**SET PROBLEM**
Convert the items below into a two-column CSV with the headers request and points, one row per item. Put each item's text and its answer in a single quoted field with line breaks replaced by spaces, and leave out the pictures.

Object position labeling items
++++++++++

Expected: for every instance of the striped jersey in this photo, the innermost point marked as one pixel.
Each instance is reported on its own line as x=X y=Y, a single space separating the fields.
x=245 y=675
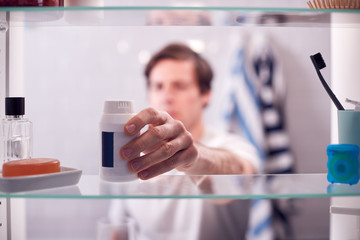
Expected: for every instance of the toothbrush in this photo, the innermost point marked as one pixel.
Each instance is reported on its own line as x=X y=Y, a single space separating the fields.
x=319 y=63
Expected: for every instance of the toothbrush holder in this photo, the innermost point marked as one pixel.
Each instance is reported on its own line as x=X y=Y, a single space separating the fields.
x=343 y=158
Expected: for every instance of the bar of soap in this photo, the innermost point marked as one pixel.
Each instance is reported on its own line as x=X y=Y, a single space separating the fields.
x=31 y=166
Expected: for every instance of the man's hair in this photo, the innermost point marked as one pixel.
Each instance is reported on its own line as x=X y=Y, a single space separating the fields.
x=178 y=51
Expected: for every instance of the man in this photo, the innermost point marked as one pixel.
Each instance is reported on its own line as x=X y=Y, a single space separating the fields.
x=179 y=88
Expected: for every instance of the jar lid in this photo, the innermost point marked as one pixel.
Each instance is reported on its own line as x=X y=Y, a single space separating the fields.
x=14 y=106
x=118 y=106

++++++++++

**THE REPLY**
request,points
"Expected: for every instance of the striped jersey in this photo, the innermost point marked as one pixel. Each instance is reported on its own line as x=X y=Y, a single space separating the fields.","x=245 y=675"
"Expected: for every instance of the toothbrush in this photo, the innermost point marked as one pixel. Each instance is reported on its own line as x=X y=Y, a single space separating the fields.","x=319 y=63"
"Expected: for every instance of the toothbrush holder in this photo, the innermost point marked as one pixel. Each instance is reported on its own line as x=X y=Y, a single space separating the fields.","x=343 y=158"
"Expected: for every instance of the bar of soap in this photo, the innermost point marked as one pixel. Each instance is reported on its own line as x=X y=Y, a single space separating the fields.","x=31 y=166"
"Expected: for every instance of the man's hair in this photo, the innermost point marked as one pixel. Each instance is reported on its own line as x=X y=Y, a single space separating the fields.","x=178 y=51"
"Expected: for every instance of the man in this photo, the innermost point marked as one pixel. Each instance is reported on its own line as x=X y=Y, a single space separating the fields.","x=179 y=88"
"Expected: for every instance of the jar lid in this photo, the innermost point marked as one pixel. Each instance is reported on its own line as x=X y=Y, a single space separating the fields.","x=14 y=106 x=118 y=106"